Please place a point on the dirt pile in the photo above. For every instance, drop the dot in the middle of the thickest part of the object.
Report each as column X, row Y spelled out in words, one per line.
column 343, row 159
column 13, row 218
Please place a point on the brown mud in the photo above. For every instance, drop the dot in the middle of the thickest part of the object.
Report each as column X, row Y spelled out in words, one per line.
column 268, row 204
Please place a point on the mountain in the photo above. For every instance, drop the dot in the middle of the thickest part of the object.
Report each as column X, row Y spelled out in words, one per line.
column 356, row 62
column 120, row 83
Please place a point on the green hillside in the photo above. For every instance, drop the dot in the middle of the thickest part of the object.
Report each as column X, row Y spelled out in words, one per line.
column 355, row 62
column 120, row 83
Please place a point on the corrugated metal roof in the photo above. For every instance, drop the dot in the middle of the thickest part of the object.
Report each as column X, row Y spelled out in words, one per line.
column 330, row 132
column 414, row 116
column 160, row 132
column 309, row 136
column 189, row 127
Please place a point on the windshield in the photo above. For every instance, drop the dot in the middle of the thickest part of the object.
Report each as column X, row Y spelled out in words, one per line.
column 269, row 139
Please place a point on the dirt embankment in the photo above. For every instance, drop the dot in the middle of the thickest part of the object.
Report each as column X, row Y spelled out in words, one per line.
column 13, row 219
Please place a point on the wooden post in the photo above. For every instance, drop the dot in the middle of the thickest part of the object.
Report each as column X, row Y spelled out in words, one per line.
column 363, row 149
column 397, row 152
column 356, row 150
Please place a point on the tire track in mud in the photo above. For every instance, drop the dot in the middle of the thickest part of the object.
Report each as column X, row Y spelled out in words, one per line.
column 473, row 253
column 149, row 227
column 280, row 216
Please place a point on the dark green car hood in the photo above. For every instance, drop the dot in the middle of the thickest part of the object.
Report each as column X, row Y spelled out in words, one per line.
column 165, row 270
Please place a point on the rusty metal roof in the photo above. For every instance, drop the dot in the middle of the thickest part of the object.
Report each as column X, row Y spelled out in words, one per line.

★ ★ ★ ★ ★ ★ ★

Please find how many lines of the entries above include the string "roof", giving the number and nothing else.

2